Every entry here should be copied exactly.

Segment Start: DATA RECORDS

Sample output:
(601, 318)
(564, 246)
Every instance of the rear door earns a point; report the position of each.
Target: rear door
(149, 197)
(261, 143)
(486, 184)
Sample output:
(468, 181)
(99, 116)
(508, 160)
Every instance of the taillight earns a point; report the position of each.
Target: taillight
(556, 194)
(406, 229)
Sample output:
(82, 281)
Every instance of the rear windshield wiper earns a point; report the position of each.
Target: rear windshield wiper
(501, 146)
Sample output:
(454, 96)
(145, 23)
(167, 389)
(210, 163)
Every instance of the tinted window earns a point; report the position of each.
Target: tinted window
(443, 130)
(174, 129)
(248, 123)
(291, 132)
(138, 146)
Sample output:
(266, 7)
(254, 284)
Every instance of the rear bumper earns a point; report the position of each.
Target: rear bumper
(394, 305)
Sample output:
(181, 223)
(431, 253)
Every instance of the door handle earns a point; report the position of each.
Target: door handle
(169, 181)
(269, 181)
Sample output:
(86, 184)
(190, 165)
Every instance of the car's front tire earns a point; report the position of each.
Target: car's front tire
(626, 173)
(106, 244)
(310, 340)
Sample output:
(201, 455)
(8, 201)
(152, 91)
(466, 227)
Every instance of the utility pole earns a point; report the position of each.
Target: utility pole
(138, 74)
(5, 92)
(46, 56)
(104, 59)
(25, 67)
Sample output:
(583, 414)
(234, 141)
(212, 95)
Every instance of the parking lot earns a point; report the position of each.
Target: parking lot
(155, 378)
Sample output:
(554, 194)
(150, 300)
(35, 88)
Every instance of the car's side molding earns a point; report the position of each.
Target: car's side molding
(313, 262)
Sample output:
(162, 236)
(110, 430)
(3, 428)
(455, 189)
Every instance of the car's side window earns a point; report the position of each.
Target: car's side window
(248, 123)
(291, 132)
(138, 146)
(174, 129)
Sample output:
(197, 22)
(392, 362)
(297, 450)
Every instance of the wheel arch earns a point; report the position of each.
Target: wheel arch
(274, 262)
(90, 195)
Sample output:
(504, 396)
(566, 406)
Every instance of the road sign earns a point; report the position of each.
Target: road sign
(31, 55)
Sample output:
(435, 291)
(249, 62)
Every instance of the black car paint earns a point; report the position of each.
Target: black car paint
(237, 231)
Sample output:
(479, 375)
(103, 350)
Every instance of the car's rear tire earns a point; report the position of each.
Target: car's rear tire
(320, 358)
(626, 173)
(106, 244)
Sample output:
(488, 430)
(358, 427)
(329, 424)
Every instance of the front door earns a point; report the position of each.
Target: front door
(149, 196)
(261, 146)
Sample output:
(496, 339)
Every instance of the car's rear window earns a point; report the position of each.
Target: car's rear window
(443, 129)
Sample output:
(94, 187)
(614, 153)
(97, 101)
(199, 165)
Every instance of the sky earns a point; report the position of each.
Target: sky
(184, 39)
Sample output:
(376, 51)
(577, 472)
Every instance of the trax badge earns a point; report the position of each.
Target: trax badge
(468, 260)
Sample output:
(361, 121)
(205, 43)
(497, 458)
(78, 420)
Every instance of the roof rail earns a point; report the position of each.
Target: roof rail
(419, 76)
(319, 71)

Segment End: DATA RECORDS

WRITTEN SOLUTION:
Sample output:
(601, 318)
(564, 246)
Every instance of the rear door earns a point; report the position of each.
Target: rear door
(149, 197)
(261, 143)
(486, 184)
Sample output:
(468, 181)
(99, 116)
(508, 160)
Every instance of the taillight earns a point; report the position of each.
Target: taillight
(556, 194)
(406, 229)
Sample output:
(82, 281)
Every instance of the rear windshield wiper earns a point; report the position of each.
Target: rear windshield wiper
(501, 146)
Sample output:
(454, 96)
(145, 23)
(167, 389)
(210, 163)
Every instance of the tinted window earns a point; report the position of each.
Target: tinted window
(443, 130)
(174, 129)
(248, 123)
(291, 132)
(138, 146)
Sample output:
(266, 7)
(254, 284)
Every instance of the rear bumper earns a point; report the position of each.
Target: rear bumper
(394, 305)
Sample output:
(181, 223)
(431, 253)
Every instance of the door handle earns a point; report the position of each.
Target: door handle
(169, 181)
(269, 181)
Sample output:
(86, 184)
(190, 165)
Every instance of the car's front tire earns a point; report the position of each.
Target: car's front tire
(626, 173)
(106, 244)
(310, 340)
Sample output:
(201, 455)
(8, 201)
(152, 91)
(466, 227)
Every instance of the utility pole earns a point; report the position of each.
Target: utility pole
(138, 74)
(5, 92)
(46, 56)
(104, 59)
(25, 67)
Sample output:
(583, 414)
(234, 141)
(212, 95)
Every instance of the parking lot earns a point; report the position of each.
Target: parking lot
(155, 378)
Sample output:
(554, 194)
(150, 300)
(35, 88)
Every instance of the car's side molding earns a point; report the position of each.
Target: car's side molding
(313, 262)
Sample output:
(162, 236)
(110, 430)
(3, 428)
(455, 189)
Every instance of the car's side window earns a point; report the position of each.
Target: car's side window
(248, 123)
(291, 132)
(138, 146)
(174, 129)
Sample output:
(197, 22)
(392, 362)
(297, 450)
Every instance of the wheel arch earns a point; report the position of each.
Target: wheel arch
(274, 262)
(90, 195)
Sample output:
(504, 396)
(566, 406)
Every instance of the road sign earns a point; report the position of each.
Target: road sign
(31, 55)
Sample output:
(435, 291)
(249, 62)
Every instance of the black car paint earns a point; report the position of each.
Target: black car paint
(237, 231)
Sample output:
(479, 375)
(103, 350)
Every instance of the car's rear tire earns a point; report the position of each.
Target: car's rear tire
(320, 358)
(626, 173)
(106, 244)
Sample output:
(488, 430)
(358, 427)
(329, 424)
Every instance of the front door earns a point; report the position of each.
Target: front door
(149, 196)
(261, 146)
Sample output:
(496, 339)
Every instance of the car's rear window earns a point; report the position of each.
Target: car's rear window
(443, 129)
Sample output:
(94, 187)
(614, 153)
(97, 101)
(199, 165)
Every instance of the sky earns a point; report the position of each.
Target: sky
(184, 39)
Sample output:
(376, 51)
(577, 472)
Every instance of the trax badge earns a point; report the position of each.
Target: trax badge
(468, 260)
Sample output:
(361, 121)
(205, 43)
(497, 458)
(78, 420)
Every instance of the roof rail earns a point; report the position of each.
Target: roof rail
(419, 76)
(319, 71)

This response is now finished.